• _Exercise instructions_: Check every line of the listing below for the word "chimney" and give the number of lines where it appears, with nothing added.

• _Data under study_:
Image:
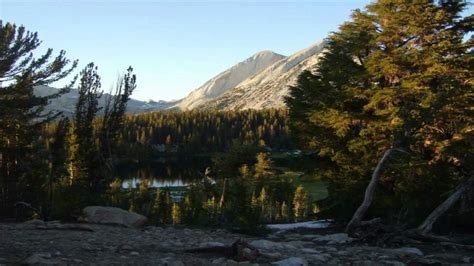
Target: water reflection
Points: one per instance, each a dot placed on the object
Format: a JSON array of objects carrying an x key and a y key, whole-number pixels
[{"x": 161, "y": 173}]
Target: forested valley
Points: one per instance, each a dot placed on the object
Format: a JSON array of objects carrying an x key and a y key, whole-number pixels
[{"x": 379, "y": 138}]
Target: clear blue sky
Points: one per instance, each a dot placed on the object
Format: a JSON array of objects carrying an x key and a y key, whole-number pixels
[{"x": 174, "y": 46}]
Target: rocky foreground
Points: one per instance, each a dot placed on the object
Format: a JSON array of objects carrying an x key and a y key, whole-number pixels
[{"x": 53, "y": 243}]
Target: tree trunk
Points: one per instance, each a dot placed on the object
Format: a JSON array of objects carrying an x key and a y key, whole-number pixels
[
  {"x": 369, "y": 193},
  {"x": 223, "y": 196},
  {"x": 426, "y": 227}
]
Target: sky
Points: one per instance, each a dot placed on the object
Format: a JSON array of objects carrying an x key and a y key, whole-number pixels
[{"x": 174, "y": 46}]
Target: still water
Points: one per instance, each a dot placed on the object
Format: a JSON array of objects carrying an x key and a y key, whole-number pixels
[{"x": 162, "y": 173}]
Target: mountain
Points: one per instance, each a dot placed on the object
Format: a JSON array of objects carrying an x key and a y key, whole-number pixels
[
  {"x": 260, "y": 81},
  {"x": 229, "y": 79},
  {"x": 268, "y": 88},
  {"x": 66, "y": 103}
]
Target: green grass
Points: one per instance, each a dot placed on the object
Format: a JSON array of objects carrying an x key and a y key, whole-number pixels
[{"x": 316, "y": 188}]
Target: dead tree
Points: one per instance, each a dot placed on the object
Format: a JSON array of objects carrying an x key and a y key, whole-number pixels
[
  {"x": 426, "y": 227},
  {"x": 369, "y": 192}
]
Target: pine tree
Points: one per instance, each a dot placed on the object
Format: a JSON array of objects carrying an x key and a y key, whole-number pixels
[
  {"x": 390, "y": 100},
  {"x": 300, "y": 204},
  {"x": 176, "y": 214},
  {"x": 22, "y": 113}
]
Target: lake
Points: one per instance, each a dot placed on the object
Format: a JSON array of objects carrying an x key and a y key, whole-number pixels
[{"x": 175, "y": 172}]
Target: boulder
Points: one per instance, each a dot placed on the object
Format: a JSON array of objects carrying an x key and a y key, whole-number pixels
[
  {"x": 112, "y": 215},
  {"x": 406, "y": 251},
  {"x": 270, "y": 245},
  {"x": 339, "y": 238},
  {"x": 291, "y": 261}
]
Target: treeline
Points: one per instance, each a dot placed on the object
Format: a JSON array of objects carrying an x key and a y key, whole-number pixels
[
  {"x": 163, "y": 133},
  {"x": 253, "y": 195},
  {"x": 50, "y": 164},
  {"x": 391, "y": 105}
]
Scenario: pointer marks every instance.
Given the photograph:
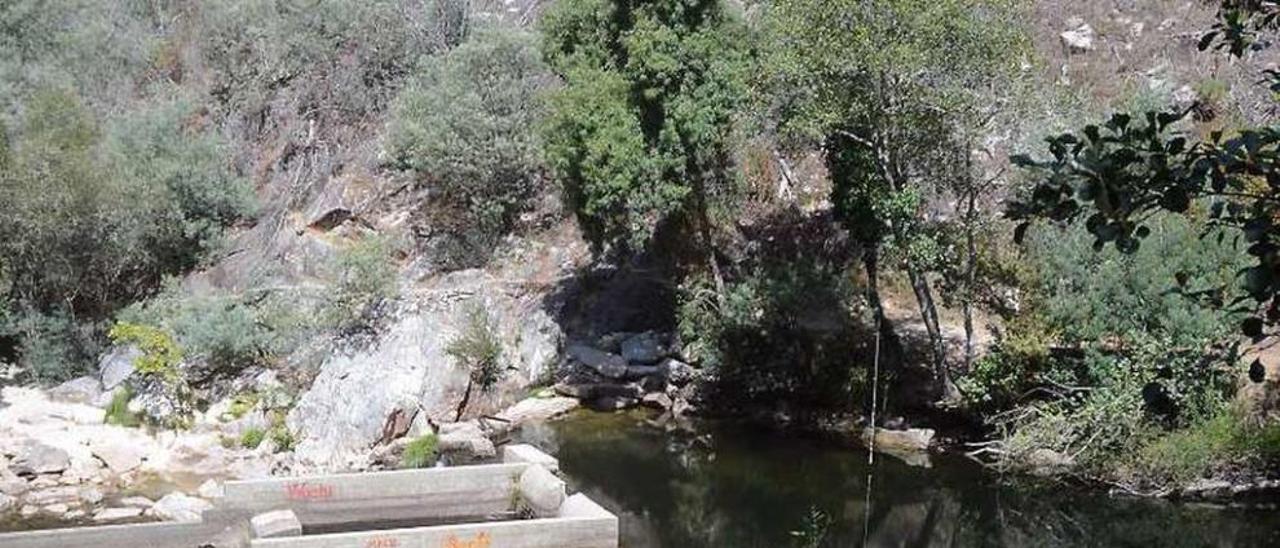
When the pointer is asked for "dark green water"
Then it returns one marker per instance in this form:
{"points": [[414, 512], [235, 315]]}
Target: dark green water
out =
{"points": [[732, 487]]}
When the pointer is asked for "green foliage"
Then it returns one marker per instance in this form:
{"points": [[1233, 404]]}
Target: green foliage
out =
{"points": [[282, 438], [224, 330], [118, 410], [53, 346], [479, 350], [346, 55], [364, 283], [251, 438], [1118, 174], [420, 453], [780, 333], [1224, 441], [640, 132], [160, 352], [466, 126]]}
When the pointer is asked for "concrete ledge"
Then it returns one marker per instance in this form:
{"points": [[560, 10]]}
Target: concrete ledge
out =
{"points": [[460, 492], [526, 453], [552, 533]]}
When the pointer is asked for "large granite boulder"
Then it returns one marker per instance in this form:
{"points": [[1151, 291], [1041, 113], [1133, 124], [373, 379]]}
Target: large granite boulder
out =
{"points": [[408, 369]]}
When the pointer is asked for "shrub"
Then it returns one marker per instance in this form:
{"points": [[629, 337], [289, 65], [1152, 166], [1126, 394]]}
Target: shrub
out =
{"points": [[364, 282], [782, 332], [118, 410], [282, 438], [51, 347], [420, 453], [465, 126], [228, 332], [479, 350], [252, 437]]}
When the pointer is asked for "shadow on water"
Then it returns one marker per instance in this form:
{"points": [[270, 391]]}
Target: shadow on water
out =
{"points": [[732, 487]]}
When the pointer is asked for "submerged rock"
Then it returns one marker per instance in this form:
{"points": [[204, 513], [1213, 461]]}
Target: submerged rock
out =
{"points": [[179, 507]]}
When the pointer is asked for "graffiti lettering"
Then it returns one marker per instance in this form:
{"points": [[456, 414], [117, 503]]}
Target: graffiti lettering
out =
{"points": [[383, 542], [307, 492], [481, 540]]}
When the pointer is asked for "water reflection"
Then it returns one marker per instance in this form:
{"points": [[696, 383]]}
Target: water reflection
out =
{"points": [[736, 488]]}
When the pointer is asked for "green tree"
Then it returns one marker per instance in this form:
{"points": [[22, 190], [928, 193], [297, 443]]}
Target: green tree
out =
{"points": [[892, 90], [1119, 174], [640, 132], [465, 126]]}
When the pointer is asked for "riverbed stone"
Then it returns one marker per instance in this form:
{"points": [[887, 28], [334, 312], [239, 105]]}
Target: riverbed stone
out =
{"points": [[117, 365], [679, 373], [137, 502], [465, 441], [119, 453], [908, 439], [36, 457], [280, 523], [54, 496], [645, 348], [179, 507], [540, 491], [83, 389], [608, 365], [117, 514]]}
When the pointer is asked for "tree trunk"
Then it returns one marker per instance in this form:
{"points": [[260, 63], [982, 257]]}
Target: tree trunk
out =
{"points": [[969, 275], [466, 398], [929, 314]]}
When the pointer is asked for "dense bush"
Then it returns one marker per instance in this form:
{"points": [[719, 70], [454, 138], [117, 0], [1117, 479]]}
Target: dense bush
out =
{"points": [[466, 126], [781, 333], [420, 453], [362, 284], [641, 132], [223, 330], [478, 350], [92, 218], [1136, 352]]}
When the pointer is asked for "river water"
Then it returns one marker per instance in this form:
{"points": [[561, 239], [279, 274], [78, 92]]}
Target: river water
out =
{"points": [[735, 487]]}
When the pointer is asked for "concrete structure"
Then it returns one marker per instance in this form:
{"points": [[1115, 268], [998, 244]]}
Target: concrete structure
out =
{"points": [[452, 507]]}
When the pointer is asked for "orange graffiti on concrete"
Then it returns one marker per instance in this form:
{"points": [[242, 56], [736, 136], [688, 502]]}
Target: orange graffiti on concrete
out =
{"points": [[307, 492], [383, 542], [481, 540]]}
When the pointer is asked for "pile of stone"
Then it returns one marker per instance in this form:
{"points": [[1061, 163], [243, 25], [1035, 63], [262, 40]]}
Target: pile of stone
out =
{"points": [[631, 369], [59, 460]]}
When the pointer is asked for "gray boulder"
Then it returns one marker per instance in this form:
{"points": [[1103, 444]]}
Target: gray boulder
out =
{"points": [[608, 365], [540, 491], [35, 457], [117, 514], [82, 389], [117, 365], [644, 348], [679, 373], [179, 507], [408, 369]]}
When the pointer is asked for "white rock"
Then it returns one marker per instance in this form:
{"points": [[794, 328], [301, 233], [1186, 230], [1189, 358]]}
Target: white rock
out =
{"points": [[542, 491], [119, 453], [117, 514], [91, 494], [1079, 39], [210, 489], [179, 507], [58, 510], [117, 365], [54, 496], [137, 502], [280, 523], [36, 457]]}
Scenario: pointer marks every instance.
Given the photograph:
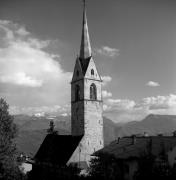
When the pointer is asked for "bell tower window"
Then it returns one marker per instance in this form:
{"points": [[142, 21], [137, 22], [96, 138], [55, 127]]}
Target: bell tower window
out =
{"points": [[77, 92], [92, 72], [77, 73], [93, 92]]}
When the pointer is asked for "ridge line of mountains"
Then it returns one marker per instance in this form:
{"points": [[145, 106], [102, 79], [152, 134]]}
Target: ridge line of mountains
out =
{"points": [[32, 130]]}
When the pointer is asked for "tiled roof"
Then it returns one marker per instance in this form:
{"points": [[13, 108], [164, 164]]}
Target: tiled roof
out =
{"points": [[57, 149], [135, 147]]}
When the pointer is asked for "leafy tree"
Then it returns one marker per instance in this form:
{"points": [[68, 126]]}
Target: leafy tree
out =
{"points": [[8, 165], [105, 166]]}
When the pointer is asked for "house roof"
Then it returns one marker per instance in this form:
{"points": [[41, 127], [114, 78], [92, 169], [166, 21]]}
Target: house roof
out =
{"points": [[135, 147], [57, 149]]}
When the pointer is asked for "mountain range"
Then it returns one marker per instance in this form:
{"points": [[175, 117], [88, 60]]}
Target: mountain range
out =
{"points": [[32, 130]]}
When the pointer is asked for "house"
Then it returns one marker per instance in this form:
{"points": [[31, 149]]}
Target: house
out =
{"points": [[128, 151]]}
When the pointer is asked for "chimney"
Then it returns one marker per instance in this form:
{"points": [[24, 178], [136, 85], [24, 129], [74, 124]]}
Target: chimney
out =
{"points": [[118, 140], [174, 133], [146, 134], [133, 139]]}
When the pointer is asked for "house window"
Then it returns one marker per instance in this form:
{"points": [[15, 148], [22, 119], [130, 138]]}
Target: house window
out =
{"points": [[92, 72], [77, 73], [93, 92], [77, 92]]}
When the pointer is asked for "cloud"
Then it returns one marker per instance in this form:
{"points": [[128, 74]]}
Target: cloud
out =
{"points": [[55, 109], [152, 84], [106, 94], [29, 74], [106, 79], [108, 51], [125, 110], [21, 78]]}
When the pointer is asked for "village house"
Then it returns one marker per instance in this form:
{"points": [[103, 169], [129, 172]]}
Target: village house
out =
{"points": [[129, 151]]}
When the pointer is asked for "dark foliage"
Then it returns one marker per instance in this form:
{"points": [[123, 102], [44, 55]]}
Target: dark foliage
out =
{"points": [[105, 166], [50, 172], [8, 165]]}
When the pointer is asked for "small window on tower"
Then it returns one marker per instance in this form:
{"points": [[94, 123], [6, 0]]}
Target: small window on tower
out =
{"points": [[77, 92], [77, 73], [92, 72], [93, 92]]}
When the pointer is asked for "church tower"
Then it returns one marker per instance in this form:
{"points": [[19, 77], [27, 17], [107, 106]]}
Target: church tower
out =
{"points": [[86, 101]]}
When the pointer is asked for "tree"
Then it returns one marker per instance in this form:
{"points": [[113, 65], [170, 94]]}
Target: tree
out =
{"points": [[105, 166], [8, 165]]}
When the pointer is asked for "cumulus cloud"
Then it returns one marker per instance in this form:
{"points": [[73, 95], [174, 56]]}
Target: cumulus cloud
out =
{"points": [[108, 51], [29, 74], [42, 110], [152, 84], [125, 110]]}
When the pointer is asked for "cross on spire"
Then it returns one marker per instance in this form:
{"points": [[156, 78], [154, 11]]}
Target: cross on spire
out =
{"points": [[85, 49]]}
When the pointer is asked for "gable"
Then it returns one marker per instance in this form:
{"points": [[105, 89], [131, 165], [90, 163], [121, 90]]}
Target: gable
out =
{"points": [[77, 74], [57, 149]]}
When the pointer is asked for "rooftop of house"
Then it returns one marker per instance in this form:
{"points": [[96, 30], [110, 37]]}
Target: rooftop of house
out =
{"points": [[57, 149], [135, 147]]}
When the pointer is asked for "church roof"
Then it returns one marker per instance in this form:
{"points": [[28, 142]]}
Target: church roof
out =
{"points": [[57, 149], [84, 64], [85, 48], [135, 147]]}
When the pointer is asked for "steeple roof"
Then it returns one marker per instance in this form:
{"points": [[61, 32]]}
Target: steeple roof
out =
{"points": [[85, 49]]}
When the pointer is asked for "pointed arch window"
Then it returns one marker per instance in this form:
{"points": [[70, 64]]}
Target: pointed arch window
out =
{"points": [[92, 72], [77, 92], [93, 92], [77, 73]]}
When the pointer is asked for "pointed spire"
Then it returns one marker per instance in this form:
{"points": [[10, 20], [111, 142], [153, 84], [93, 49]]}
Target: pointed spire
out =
{"points": [[85, 49]]}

• _Solution to this exercise_: 2